### Directions
Set down exactly the lines from the one containing "Target: woman in patterned coat" through the last line of the records below, both included, and nothing else.

### The input
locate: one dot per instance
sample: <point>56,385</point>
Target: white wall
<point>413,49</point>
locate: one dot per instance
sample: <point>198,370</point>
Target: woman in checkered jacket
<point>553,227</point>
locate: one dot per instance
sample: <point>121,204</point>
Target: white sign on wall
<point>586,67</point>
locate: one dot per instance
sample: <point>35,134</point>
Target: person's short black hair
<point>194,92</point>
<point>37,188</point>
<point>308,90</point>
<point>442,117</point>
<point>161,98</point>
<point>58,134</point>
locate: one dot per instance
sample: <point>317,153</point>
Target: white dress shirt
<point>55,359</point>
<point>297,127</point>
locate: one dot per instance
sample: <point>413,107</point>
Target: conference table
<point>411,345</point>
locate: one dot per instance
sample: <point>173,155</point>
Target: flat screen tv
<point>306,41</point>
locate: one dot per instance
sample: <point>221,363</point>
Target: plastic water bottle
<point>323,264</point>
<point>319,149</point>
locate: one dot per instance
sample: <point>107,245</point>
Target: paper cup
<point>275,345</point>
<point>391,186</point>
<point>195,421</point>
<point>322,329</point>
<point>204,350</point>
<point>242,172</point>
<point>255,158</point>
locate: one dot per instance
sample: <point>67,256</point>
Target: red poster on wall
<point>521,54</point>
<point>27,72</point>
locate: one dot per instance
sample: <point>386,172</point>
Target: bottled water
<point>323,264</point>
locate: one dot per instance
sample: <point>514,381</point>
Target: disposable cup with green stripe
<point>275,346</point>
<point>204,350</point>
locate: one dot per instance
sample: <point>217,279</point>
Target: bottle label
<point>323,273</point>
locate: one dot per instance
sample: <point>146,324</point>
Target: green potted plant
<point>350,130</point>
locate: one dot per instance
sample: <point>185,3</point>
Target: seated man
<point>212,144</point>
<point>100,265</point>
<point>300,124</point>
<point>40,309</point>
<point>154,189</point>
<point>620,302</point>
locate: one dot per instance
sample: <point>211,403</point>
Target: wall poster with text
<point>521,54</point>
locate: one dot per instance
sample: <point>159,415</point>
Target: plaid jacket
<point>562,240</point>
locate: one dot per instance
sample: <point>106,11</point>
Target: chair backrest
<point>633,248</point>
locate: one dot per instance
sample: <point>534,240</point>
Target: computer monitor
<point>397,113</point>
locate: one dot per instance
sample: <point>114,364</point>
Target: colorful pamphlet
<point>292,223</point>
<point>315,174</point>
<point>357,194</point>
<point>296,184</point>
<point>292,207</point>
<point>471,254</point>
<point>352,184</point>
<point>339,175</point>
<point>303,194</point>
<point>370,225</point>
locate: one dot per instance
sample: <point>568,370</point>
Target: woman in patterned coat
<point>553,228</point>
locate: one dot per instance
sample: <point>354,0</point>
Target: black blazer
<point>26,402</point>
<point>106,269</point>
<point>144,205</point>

### Solution to this problem
Target: woman in patterned coat
<point>553,228</point>
locate: one dot per instance
sample: <point>354,0</point>
Target: black blazer
<point>26,402</point>
<point>106,269</point>
<point>144,205</point>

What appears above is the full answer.